Opened 8 years ago

Closed 8 years ago

Last modified 8 years ago

#11160 closed Bug report (wontfix)

Autoban failed attempts counter not using 1-hour sliding window as expected

Reported by: Granger Owned by:
Priority: normal Component: FileZilla Server
Keywords: Cc:
Component version: 0.9.60 Operating system type: Windows
Operating system version: Windows Server 2008 r2 (x64)

Description

Let's start with the example.

I have enabled autoban so it bans an IP after 15 failed attempts within 1 hour; a ban lasts for 1 hour. There is this client (single IP) regularly connecting to the server about once every half hour to check for files to download; they use 4 different accounts.

Recently, one of the accounts being used was deleted, but the other side didn't get around to turning off their checks for that account. So every half hour or so, there are 3 successful logins and 1 failed login.

The problem (besides the obvious: that they need to stop using the deleted account) is that every 7.5 hours, their IP gets banned for an hour, blocking the other 3 accounts.

So instead of getting banned if an IP fails 15 times in an hour, they eventually get banned if they fail at all within a consecutive set of "ban for" timespans. Or, with an alternate scenario, if the settings were to ban after 10 failed attempts and they get banned for 999 hours, an IP that had 10 failed login attempts in under ~41 days would get autobanned (for ~41 days).

(Tangent/Off-topic: No, I'm not implicitly asking that the autoban counter get reset with a successful login attempt.)

What I saw in the FileZilla Server logs

Here's a paraphrasing of a log from the other day; I'm not omitting any failed attempts for the sequence:
...

- - - -

◆ Exercise set:
**1.** Reproduce, word for word, the portion of the bug report starting with "Recently, one of" and going on through "1 failed login.".
**2.** According to the bug report, how often does the client's IP get banned, and for how long?

◆ Information supplied:
- - - -

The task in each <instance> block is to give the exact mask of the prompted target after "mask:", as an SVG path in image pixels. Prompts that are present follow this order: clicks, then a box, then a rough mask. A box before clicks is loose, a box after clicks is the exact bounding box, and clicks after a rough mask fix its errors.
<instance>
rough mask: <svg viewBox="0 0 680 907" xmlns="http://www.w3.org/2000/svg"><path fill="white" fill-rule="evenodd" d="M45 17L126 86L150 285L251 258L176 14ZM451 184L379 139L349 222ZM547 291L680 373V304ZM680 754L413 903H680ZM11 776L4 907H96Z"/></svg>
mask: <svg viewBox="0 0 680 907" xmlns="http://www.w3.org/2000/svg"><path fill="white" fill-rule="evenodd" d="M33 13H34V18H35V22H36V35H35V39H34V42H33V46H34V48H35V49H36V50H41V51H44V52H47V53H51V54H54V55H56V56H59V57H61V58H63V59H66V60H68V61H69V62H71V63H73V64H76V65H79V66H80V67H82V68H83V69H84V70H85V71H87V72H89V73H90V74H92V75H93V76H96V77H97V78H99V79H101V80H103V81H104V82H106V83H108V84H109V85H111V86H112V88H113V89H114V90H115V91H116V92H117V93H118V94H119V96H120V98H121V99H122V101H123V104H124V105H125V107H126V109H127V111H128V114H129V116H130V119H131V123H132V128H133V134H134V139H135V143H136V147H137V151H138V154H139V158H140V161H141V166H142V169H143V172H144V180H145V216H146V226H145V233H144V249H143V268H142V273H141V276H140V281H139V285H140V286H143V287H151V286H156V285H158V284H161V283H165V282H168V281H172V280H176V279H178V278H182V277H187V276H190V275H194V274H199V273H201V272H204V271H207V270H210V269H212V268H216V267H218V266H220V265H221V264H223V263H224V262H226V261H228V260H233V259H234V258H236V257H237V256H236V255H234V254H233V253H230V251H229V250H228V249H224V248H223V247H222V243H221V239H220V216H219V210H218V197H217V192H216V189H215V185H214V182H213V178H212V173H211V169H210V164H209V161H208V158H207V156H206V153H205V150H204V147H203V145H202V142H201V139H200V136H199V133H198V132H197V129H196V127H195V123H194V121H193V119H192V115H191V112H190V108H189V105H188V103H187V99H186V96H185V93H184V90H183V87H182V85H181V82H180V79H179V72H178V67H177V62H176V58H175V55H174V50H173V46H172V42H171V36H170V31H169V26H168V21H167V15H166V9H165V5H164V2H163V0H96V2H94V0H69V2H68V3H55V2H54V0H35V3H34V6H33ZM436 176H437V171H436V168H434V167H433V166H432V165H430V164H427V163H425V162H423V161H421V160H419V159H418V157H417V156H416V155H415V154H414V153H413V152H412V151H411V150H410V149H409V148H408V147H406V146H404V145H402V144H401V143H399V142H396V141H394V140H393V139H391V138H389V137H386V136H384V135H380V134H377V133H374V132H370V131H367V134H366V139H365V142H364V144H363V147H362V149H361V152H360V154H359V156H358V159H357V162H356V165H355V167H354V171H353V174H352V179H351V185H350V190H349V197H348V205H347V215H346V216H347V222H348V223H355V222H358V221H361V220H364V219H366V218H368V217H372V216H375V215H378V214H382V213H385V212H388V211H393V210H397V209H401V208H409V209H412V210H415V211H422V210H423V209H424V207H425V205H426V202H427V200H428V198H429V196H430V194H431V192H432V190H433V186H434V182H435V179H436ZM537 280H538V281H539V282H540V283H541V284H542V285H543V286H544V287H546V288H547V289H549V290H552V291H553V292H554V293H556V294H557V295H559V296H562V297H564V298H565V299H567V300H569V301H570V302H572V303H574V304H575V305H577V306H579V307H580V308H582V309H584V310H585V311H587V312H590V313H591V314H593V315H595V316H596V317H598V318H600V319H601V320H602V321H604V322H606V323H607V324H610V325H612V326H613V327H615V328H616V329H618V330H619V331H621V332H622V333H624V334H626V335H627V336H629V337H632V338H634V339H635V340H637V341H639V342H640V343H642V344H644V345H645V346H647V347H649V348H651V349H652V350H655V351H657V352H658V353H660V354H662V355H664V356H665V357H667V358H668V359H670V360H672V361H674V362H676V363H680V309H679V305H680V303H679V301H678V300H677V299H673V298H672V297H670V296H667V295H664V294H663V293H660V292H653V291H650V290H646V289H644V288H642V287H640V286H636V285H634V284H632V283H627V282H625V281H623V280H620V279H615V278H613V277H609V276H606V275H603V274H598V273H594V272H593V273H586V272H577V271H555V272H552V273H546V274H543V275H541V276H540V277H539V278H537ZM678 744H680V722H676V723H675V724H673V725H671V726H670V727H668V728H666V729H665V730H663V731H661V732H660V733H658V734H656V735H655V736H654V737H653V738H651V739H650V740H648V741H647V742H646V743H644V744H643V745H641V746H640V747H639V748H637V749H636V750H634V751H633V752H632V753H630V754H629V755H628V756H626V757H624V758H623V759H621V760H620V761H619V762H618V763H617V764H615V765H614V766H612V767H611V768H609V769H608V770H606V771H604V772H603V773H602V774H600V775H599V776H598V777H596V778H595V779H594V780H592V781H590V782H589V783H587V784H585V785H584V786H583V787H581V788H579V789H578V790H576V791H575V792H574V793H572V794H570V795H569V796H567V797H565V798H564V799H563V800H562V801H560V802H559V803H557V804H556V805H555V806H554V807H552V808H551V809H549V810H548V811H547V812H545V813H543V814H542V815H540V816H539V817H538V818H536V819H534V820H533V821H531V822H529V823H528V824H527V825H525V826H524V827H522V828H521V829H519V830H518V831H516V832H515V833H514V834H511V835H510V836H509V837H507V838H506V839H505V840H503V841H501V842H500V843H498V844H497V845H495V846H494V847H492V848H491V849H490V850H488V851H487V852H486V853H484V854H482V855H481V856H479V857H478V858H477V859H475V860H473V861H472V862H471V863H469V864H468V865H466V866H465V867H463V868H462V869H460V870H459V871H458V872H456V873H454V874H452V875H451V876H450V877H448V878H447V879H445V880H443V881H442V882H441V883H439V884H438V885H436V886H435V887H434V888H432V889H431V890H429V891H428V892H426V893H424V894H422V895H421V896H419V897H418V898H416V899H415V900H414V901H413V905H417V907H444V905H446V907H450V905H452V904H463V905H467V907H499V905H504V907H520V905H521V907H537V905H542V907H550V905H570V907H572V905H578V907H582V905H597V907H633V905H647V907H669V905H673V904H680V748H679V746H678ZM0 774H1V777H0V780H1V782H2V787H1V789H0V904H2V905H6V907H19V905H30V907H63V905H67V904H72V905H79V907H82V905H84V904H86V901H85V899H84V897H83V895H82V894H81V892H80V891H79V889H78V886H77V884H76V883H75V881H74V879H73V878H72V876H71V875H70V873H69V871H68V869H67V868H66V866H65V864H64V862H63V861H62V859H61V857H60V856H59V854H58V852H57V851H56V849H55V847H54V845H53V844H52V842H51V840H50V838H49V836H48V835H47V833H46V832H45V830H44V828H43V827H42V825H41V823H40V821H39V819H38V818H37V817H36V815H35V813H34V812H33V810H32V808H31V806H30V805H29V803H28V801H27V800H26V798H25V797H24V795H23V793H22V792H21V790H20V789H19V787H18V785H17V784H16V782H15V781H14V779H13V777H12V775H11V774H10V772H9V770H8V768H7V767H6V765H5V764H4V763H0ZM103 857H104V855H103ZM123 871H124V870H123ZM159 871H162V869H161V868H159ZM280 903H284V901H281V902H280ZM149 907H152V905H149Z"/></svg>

- - - -

◆ Results:
**1.**
Recently, one of the accounts being used was deleted, but the other side didn't get around to turning off their checks for that account. So every half hour or so, there are 3 successful logins and 1 failed login.

**2.** Every 7.5 hours, for an hour.